Extracted data entries
○ ○ ○ ○

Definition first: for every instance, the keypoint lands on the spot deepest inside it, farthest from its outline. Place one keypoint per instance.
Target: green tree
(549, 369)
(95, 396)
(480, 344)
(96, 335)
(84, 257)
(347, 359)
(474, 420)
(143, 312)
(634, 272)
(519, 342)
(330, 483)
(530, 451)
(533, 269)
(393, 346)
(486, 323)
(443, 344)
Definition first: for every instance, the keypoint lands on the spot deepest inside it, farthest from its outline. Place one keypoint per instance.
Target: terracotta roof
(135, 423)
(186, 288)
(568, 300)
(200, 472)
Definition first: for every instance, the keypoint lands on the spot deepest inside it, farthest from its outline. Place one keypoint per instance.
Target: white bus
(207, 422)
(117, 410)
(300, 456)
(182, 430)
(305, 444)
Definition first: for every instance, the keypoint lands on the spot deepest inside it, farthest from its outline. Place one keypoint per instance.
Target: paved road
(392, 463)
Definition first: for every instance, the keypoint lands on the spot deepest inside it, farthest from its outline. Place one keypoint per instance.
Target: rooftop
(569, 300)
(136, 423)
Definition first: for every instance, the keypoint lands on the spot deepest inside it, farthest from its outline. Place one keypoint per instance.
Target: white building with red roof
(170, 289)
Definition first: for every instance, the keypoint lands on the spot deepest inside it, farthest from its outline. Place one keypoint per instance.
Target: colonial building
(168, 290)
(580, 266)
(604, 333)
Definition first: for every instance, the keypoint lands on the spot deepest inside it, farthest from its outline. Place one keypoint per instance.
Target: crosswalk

○ ○ ○ ○

_What is required:_
Count the lines of the data above that contain the string "white", treating uppercase and lowercase letters as different. Give only the number.

_Reply:_
2